▶ Directions:
(a) According to the CFT president's column, what did the Millionaires Tax eventually turn into?
(b) In the CFT president's column, take the part starting with "We have seen" and going on through "our UC educators.", and write it out again with "historic" switched to "landmark".
(c) Please carry on the CFT president's column from its last sentence.

--- Start of Provided passage ---

By Jeffery M. Freitas, CFT President

In 2011, the CFT worked with community partners to lead the charge for a Millionaires Tax that eventually turned into Prop 30 and was then extended by Prop 55. Those funds helped stop the bleeding in K-14 education following the recession and drastic funding cuts of the mid-2000s.

Now, however, there are pressures throughout our school districts and community colleges that are preventing CFT members from getting the pay, benefits, program funding, and staffing levels our schools, colleges, and communities desperately need.

We have seen some amazing successes through organizing and mobilizing, such as the historic strike in Los Angeles, or the pressure by members in the Peralta colleges to achieve parity for part-timers, or through Berkeley’s actions to win gains for members despite a difficult bargaining climate, or the mobilization of members to move the second largest employer in the state — the UC system —  closer to shared governance and academic freedom for our UC educators.

But in many places our locals are looking at the threat of takebacks — from layoffs, to red flags by the Fiscal Crisis & Management Assistance Team, to the dangers of major deficit spending and district refusals to pass on cost-of-living increases. And the list goes on.

--- End of Provided passage ---
--- Start of Material supplied ---

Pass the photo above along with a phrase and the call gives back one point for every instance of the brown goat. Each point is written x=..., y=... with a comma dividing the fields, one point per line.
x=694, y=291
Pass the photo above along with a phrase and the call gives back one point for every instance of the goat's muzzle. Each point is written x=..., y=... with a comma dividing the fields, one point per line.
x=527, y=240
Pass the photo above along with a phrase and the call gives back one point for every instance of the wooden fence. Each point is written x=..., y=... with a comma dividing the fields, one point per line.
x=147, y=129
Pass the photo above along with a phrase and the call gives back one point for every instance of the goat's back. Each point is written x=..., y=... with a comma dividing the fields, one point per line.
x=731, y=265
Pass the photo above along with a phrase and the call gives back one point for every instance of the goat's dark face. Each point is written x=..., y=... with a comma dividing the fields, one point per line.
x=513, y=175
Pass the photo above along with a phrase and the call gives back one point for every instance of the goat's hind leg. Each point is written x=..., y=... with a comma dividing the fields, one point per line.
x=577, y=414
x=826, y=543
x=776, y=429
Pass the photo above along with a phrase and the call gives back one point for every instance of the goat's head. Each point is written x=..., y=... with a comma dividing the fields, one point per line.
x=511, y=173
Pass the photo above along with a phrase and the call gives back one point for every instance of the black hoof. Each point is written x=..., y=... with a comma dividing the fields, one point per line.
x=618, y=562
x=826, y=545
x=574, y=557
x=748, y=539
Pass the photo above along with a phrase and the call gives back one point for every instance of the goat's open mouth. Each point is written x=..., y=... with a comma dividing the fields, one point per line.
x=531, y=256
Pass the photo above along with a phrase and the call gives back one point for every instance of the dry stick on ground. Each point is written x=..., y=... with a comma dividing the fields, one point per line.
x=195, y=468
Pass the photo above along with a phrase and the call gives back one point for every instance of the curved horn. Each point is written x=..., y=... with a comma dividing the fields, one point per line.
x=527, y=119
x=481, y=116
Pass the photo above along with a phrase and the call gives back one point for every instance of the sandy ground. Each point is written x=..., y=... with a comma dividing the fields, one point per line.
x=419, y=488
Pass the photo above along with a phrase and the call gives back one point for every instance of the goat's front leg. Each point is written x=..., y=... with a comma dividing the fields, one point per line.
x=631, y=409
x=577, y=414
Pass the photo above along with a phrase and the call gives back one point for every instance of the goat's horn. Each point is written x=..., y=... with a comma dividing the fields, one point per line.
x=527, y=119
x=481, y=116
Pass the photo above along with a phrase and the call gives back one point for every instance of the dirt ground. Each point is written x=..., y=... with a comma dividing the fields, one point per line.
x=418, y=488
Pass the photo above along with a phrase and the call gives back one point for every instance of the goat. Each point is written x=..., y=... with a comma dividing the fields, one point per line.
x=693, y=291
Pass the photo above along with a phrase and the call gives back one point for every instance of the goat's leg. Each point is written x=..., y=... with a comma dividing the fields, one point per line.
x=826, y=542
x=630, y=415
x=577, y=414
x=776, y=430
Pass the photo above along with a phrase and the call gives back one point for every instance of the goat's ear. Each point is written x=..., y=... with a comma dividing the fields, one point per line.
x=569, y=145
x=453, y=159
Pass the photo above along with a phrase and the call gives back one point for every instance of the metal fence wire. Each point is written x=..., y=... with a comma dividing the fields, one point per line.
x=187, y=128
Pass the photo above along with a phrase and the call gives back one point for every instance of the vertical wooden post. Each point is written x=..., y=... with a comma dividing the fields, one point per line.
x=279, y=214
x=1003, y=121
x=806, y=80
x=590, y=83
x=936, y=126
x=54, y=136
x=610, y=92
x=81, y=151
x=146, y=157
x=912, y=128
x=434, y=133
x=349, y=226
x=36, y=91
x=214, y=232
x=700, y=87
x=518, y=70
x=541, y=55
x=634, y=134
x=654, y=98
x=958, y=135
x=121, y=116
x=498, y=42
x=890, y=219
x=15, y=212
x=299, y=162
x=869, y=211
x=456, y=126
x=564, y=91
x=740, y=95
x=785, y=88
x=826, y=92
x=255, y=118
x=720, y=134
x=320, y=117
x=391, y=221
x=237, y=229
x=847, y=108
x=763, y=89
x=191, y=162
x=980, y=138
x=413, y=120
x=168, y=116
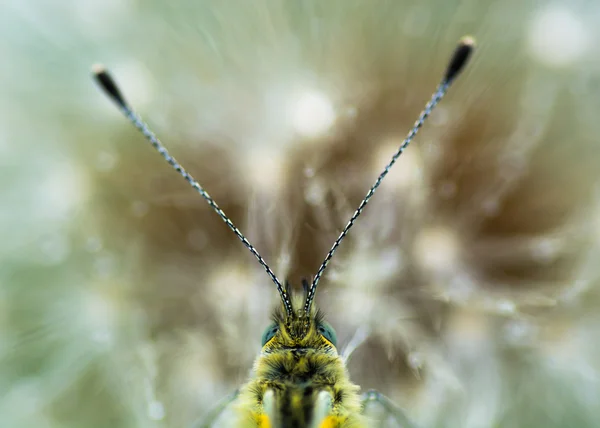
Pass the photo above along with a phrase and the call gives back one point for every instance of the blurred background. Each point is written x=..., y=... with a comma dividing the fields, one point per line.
x=473, y=275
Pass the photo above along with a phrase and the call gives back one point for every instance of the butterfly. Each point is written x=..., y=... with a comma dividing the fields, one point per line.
x=299, y=379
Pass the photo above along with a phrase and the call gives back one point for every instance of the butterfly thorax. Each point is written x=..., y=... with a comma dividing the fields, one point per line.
x=299, y=380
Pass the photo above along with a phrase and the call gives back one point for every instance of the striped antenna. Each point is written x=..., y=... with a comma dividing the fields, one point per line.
x=109, y=86
x=457, y=63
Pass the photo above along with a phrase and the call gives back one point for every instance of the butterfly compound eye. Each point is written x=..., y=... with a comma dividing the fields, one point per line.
x=269, y=333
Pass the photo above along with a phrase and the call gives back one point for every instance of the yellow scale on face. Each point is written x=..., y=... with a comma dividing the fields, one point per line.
x=299, y=379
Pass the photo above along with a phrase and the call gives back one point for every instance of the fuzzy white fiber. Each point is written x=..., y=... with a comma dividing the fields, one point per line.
x=473, y=274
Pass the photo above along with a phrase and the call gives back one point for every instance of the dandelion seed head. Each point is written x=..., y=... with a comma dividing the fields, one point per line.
x=264, y=168
x=557, y=36
x=64, y=188
x=437, y=249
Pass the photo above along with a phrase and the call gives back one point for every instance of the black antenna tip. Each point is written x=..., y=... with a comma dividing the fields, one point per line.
x=107, y=83
x=461, y=56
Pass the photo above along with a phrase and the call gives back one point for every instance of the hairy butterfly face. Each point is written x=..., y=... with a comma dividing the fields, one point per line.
x=298, y=332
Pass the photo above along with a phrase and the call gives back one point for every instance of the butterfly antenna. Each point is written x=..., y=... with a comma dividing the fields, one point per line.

--- End of Material supplied ---

▶ The answers:
(a) It turned into Prop 30, which was then extended by Prop 55.

(b)
We have seen some amazing successes through organizing and mobilizing, such as the landmark strike in Los Angeles, or the pressure by members in the Peralta colleges to achieve parity for part-timers, or through Berkeley’s actions to win gains for members despite a difficult bargaining climate, or the mobilization of members to move the second largest employer in the state — the UC system —  closer to shared governance and academic freedom for our UC educators.

(c)
We often hear that California is the fifth largest economy in the world. But it doesn’t mean much if we aren’t fully funding public education and providing California’s students with the world class education they deserve — and our members know how to provide.

This is why we must continue the fight to Fund our Future, and CFT is proud to have a strategic plan to achieve that. This strategic plan is seminal to the work we do every day as CFT members and includes these four tenets.

  1. We must increase funding for public education. We are gathering signatures now and have prioritized passing the Schools and Communities First ballot initiative in November. But this is not the only place we need to increase much-needed revenue. Along with AFT, we are pushing to increase funding for IDEA and Title 1; we are working with locals to pass bonds and parcel taxes to increase revenue in their communities; and finally, this March 3, we are supporting Proposition 13 — a facilities bond to upgrade California schools, colleges and universities.
  2. We must stop the privatization and corporatization of our public education system. We are focusing on charter school reform and ending the statewide online-only Calbright College, which is set up to harm, not help, our local community colleges already offering this kind of education, along with the full support inherent to brick-and-mortar places of learning.
  3. We must demand more equity in our higher education system for underrepresented students who reside in this state and for those who work in inequitable situations at our colleges. We must make sure every student has a path to the education they desire and they can complete it debt free. We must also ensure that the workforce providing the education is secure in their jobs and livelihoods.
  4. We must continue to implement the goals of our Racial Justice Report in everything we do. Our union, our public education institutions, and our state will be stronger when we acknowledge the biases inherent in our very structures and make intentional strides to overcome them. This is the work of a social justice union, and this should be the work of CFT.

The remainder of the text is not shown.